(Dataset entries)

::::

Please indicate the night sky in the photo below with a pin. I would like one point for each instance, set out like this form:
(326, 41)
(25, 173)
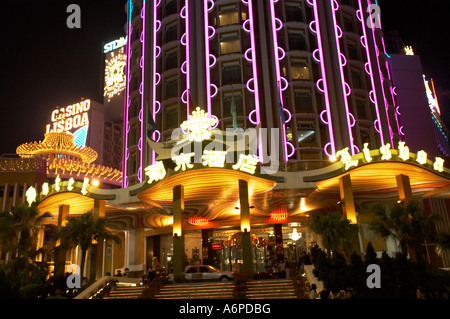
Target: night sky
(44, 64)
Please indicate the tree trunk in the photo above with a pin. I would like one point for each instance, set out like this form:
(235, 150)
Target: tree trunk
(83, 261)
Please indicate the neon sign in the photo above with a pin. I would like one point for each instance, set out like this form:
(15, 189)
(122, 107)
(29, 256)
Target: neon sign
(386, 154)
(114, 74)
(74, 119)
(110, 46)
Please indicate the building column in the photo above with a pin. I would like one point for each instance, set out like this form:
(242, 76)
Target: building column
(178, 232)
(140, 247)
(279, 252)
(347, 200)
(246, 239)
(349, 210)
(60, 258)
(404, 188)
(98, 212)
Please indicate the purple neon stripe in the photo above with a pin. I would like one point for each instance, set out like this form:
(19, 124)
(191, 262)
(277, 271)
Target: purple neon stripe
(188, 58)
(254, 66)
(341, 70)
(278, 74)
(381, 79)
(324, 80)
(142, 118)
(207, 59)
(126, 106)
(255, 74)
(154, 74)
(372, 79)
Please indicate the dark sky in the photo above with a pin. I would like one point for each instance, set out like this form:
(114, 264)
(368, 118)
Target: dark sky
(44, 64)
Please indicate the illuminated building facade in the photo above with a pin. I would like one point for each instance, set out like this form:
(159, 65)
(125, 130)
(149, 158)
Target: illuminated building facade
(312, 75)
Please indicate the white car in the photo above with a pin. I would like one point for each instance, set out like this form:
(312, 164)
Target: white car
(204, 273)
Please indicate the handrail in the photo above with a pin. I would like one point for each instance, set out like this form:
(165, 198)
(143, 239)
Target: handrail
(89, 291)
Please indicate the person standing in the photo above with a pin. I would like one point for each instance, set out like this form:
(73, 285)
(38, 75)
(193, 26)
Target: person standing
(288, 268)
(281, 269)
(313, 292)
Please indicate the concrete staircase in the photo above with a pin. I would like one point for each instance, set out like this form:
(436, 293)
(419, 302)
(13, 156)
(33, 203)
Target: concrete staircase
(271, 289)
(210, 290)
(258, 289)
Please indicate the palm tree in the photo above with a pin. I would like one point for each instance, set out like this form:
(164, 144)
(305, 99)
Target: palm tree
(334, 230)
(407, 224)
(82, 231)
(443, 243)
(18, 237)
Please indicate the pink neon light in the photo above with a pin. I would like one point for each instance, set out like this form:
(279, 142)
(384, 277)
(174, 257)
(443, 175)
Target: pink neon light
(156, 106)
(278, 73)
(249, 26)
(345, 87)
(372, 79)
(141, 113)
(127, 102)
(381, 79)
(207, 55)
(317, 31)
(188, 57)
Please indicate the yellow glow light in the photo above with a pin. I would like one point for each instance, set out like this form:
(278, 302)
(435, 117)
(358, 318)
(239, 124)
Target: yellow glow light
(85, 186)
(114, 75)
(155, 172)
(45, 189)
(438, 164)
(246, 163)
(31, 195)
(367, 156)
(58, 183)
(198, 125)
(403, 151)
(214, 158)
(183, 161)
(421, 157)
(346, 158)
(70, 185)
(57, 143)
(409, 50)
(385, 151)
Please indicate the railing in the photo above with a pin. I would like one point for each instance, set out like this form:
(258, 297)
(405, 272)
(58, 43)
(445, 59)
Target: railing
(92, 289)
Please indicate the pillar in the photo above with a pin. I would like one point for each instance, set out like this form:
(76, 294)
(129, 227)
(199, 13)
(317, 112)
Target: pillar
(404, 188)
(178, 232)
(60, 258)
(347, 200)
(207, 251)
(140, 246)
(349, 210)
(277, 229)
(98, 252)
(246, 239)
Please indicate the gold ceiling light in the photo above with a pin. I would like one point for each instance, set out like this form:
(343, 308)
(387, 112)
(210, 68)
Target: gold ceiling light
(55, 143)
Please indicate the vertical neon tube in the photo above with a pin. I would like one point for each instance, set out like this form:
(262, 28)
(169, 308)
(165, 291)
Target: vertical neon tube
(188, 60)
(370, 71)
(381, 81)
(207, 57)
(154, 74)
(127, 100)
(142, 91)
(278, 75)
(324, 79)
(255, 89)
(341, 71)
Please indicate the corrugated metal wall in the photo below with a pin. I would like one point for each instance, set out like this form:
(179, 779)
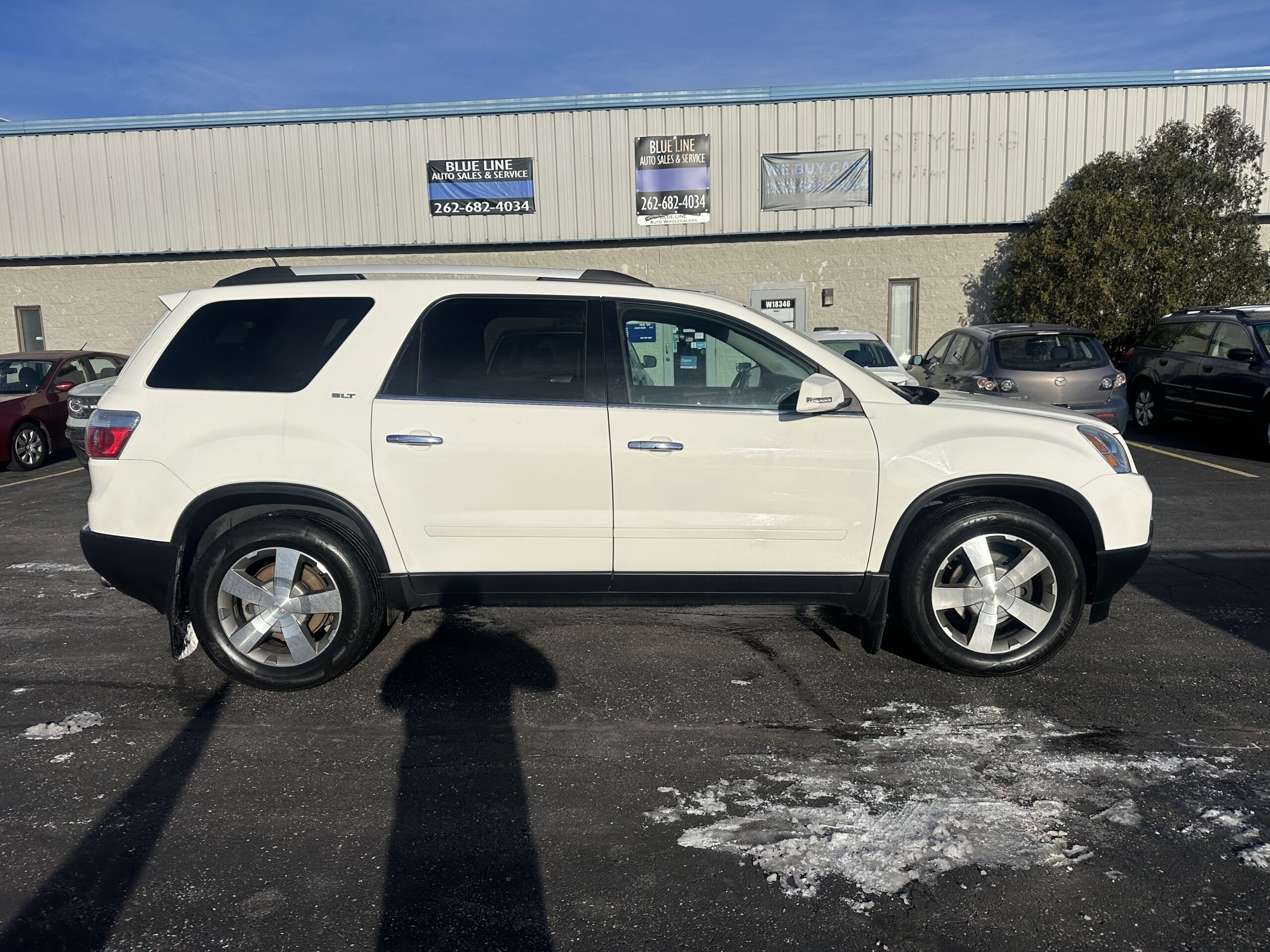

::::

PROBLEM TO SOLVE. Reproduce every line from the one holding "Please indicate the railing" through the end of the lines, inclusive, requests included, but multiply each pin coordinate in the answers by 2 and round to whole numbers, halves up. Leave the numbers in the requests and their format samples unchanged, and omit the pictures.

OUTPUT OF THE EXERCISE.
Please indicate the railing in the photo above with a pin. I would like one point for each instance, set out like this form:
(258, 297)
(405, 272)
(58, 43)
(445, 59)
Target: railing
(184, 578)
Please indicate the pillar in the photo above with a pin. I would like one point for each instance, set out like this form:
(76, 294)
(129, 227)
(199, 13)
(317, 112)
Target: pillar
(808, 376)
(356, 464)
(120, 516)
(694, 400)
(414, 502)
(280, 492)
(698, 420)
(554, 458)
(196, 504)
(492, 478)
Please indicate the gold ceiling light in the photo above with a pin. I would like one point for each instance, set out like this form:
(343, 308)
(387, 112)
(210, 68)
Target: gold ceiling light
(110, 286)
Please indicate the vertical neon tube in the photo above with a pin. I would like one point for each instance, set out like this form:
(262, 28)
(169, 308)
(165, 291)
Target: vertical neon tube
(376, 120)
(740, 142)
(762, 162)
(414, 114)
(308, 148)
(254, 200)
(284, 182)
(556, 150)
(648, 158)
(510, 178)
(682, 142)
Please indicate the corrugated metal wall in the photo below with a pin. I would like one point for each instance, set out like this form:
(179, 779)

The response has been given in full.